Each line of the listing below containing the word "window" should be returned.

PROVIDED DATA:
BEGIN

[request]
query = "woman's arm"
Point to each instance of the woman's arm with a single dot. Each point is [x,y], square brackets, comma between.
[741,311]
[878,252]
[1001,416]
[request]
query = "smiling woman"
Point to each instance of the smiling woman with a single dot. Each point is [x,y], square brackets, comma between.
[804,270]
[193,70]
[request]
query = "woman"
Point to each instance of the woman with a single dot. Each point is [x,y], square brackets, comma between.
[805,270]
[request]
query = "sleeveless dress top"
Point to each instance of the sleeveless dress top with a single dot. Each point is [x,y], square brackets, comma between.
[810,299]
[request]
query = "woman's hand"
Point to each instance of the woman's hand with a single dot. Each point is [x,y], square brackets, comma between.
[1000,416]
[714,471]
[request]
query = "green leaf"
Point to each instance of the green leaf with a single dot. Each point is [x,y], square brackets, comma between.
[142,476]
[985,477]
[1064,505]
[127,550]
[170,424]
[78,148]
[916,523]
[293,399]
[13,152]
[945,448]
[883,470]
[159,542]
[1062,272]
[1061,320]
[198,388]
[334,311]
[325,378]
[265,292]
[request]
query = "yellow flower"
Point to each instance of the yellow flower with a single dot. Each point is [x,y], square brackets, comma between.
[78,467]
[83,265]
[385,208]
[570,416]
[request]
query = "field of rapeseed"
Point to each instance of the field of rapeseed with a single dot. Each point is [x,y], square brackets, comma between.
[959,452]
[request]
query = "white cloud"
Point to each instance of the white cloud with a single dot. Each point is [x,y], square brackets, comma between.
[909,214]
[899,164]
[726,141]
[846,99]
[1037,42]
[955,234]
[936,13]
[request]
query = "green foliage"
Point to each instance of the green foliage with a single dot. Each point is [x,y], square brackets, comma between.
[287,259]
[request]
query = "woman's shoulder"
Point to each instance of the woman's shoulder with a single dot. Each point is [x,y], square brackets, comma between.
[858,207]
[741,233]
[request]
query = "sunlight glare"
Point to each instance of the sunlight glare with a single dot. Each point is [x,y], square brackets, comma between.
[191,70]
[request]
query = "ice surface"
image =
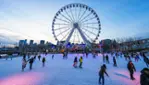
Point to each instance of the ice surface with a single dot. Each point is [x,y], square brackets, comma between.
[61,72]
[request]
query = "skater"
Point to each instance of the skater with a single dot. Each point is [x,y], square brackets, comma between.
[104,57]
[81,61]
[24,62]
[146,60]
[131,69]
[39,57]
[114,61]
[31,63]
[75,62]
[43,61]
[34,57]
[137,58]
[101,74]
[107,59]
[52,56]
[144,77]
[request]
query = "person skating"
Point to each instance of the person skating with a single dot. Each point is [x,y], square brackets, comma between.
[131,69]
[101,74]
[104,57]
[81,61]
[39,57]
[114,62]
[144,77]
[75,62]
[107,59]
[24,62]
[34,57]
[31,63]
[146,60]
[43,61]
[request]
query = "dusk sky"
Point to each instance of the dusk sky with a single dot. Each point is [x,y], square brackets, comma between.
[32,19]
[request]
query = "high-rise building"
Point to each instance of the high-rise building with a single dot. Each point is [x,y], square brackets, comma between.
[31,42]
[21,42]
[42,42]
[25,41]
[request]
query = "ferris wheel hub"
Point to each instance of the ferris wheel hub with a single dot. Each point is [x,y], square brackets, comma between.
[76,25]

END
BEGIN

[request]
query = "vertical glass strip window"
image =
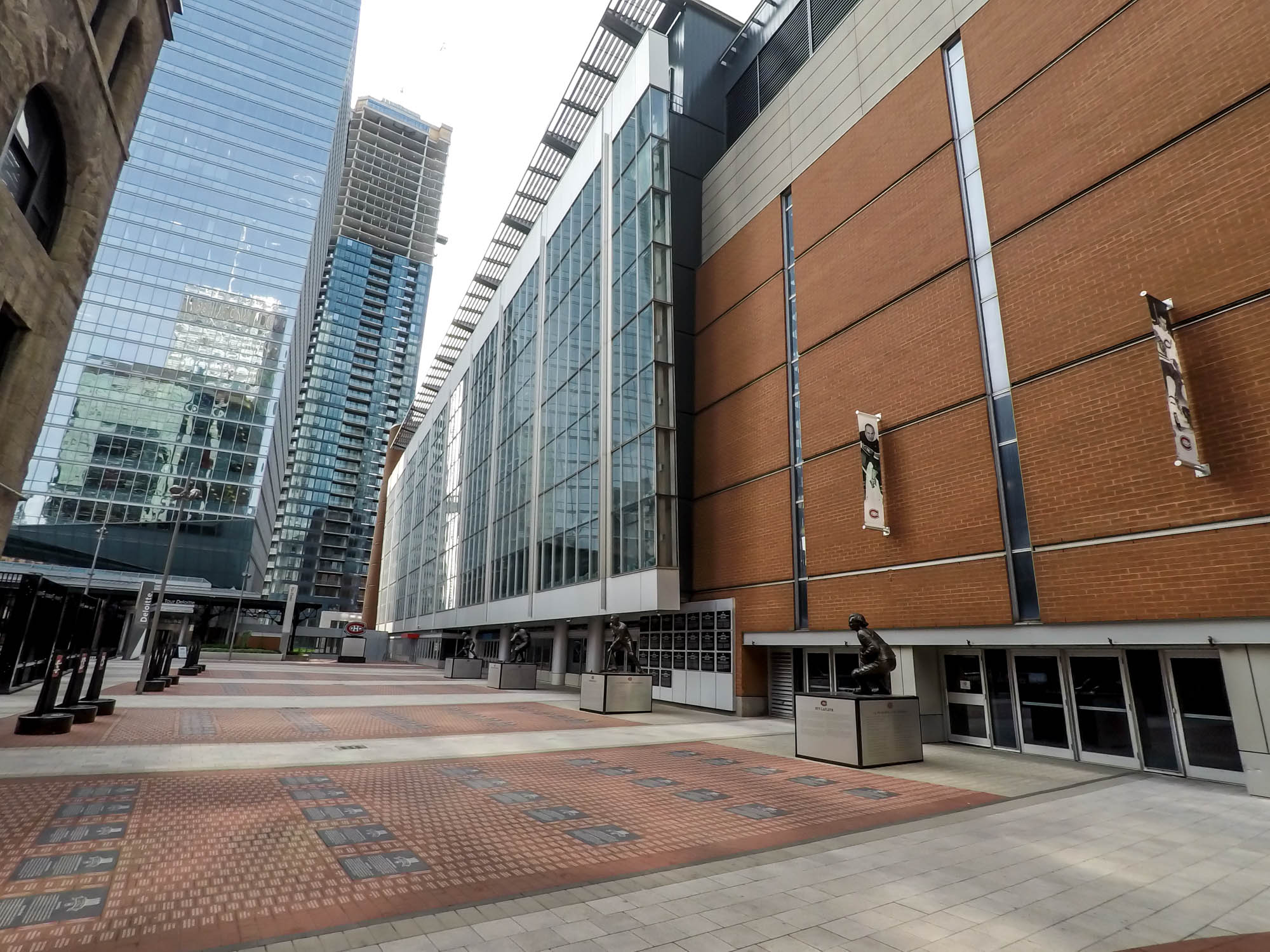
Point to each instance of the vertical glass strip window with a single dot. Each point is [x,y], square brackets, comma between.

END

TASK RESULT:
query = "vertical glass strip window"
Point to each instance of the vertical glass strip window with a single dot. Each point is [x,y], square brackets, comma between.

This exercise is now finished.